Benscoter found the forgotten apples in abandoned orchards in northern Idaho and eastern Washington, according to the Spokesman Review newspaper in Spokane, Washington. The paper explains that once the apples are uncovered, Benscoter ships them to Temperate Orchard Conservancy in Oregon and Fedco Seeds in Maine to correctly name them using descriptions from books and old paintings.

According to the U.S. Apple Association, there are roughly 100 varieties of apples grown commercially in the country. But, as horticulturist Susan Brown of Cornell University’s apple-breeding program tells Newsweek, 14,000 different types once existed here.


So what caused this drastic decline?

“There’s too much competition,” Brown told Newsweek. “There was something that made them not make it commercially,” she said.

The apple expert explains that many extinct varieties were used to make cider rather than eat as a snack, which could explain why they lost favor. Some varieties might also be susceptible to frost or other environmental conditions.

#### EXTRACTED INFORMATION
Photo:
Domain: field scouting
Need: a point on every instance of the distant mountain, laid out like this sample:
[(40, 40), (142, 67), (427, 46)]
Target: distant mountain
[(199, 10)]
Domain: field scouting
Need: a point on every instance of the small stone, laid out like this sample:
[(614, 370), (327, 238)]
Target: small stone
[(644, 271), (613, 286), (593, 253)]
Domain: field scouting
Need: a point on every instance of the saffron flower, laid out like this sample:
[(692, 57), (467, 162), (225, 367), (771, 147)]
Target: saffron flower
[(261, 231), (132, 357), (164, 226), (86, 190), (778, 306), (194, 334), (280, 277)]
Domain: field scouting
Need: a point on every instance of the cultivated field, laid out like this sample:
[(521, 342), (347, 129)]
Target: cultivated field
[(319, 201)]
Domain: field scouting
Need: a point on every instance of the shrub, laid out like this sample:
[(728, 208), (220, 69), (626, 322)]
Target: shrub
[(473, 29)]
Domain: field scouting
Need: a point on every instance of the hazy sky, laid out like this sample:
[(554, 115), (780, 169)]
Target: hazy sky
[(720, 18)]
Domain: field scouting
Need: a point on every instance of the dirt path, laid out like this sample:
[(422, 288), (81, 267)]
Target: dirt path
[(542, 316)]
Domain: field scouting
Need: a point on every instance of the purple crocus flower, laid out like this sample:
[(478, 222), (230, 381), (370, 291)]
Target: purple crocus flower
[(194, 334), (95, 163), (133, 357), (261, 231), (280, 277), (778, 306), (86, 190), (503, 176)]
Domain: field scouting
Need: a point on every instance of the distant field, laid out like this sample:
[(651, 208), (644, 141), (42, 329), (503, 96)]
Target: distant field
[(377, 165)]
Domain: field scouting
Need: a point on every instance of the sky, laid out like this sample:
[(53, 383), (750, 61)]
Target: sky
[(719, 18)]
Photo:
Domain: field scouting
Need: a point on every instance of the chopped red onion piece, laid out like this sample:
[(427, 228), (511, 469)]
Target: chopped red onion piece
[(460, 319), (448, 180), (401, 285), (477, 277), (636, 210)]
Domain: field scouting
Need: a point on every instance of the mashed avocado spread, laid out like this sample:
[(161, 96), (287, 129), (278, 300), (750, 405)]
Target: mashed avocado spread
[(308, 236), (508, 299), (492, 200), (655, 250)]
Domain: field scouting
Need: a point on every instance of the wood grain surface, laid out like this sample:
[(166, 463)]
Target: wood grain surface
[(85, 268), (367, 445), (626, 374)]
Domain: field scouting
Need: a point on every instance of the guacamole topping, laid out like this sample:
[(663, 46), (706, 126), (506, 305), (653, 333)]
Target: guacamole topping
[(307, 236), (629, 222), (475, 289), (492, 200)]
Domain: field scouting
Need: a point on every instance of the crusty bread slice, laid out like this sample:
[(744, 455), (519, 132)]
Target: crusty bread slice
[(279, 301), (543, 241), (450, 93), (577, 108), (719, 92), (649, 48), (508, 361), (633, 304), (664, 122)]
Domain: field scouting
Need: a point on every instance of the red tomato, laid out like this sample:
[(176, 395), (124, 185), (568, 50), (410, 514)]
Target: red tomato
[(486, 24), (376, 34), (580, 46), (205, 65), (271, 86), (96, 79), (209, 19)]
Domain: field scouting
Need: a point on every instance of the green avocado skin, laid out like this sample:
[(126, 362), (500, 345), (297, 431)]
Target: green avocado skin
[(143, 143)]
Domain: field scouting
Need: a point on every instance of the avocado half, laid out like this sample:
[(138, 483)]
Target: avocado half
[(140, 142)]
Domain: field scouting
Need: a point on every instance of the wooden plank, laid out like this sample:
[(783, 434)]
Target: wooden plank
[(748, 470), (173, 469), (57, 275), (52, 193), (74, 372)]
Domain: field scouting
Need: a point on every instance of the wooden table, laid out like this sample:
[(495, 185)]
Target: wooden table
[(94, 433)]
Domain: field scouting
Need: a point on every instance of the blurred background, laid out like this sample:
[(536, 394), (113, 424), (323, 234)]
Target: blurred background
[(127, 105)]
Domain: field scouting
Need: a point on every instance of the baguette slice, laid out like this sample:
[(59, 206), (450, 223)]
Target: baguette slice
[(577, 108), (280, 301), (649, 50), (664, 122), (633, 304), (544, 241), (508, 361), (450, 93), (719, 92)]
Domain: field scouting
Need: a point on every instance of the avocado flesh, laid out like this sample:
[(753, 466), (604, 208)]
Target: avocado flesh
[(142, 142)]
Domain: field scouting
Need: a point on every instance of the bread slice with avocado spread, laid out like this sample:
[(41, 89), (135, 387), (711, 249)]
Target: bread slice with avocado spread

#### REQUIREMENT 1
In the passage on forgotten apple varieties, render this sentence in Spanish: "According to the U.S. Apple Association, there are roughly 100 varieties of apples grown commercially in the country."
#### REQUIREMENT 2
Pick up the passage on forgotten apple varieties after its final sentence and continue it.

#### ANSWER SPACE 1
Según la U.S. Apple Association, en el país se cultivan comercialmente aproximadamente 100 variedades de manzanas.

#### ANSWER SPACE 2
Although Brown thinks it’s wonderful that Benscoter is on a mission to find these lost gems, many live on in a library maintained by the USDA that houses genetic information for more than 3,000 varieties. Plus, there are likely many more forgotten apple trees waiting to be discovered, she says.

There might not be 14,000 apple varieties today, but Brown thinks some of your favorites could be in danger of going extinct as new varieties, like Honeycrisp and Rave, are continually released.

“Every apple has its fans,” she said, but declined to say which she thinks will disappear from the produce aisle.

“I’m not going there,” she said with a laugh.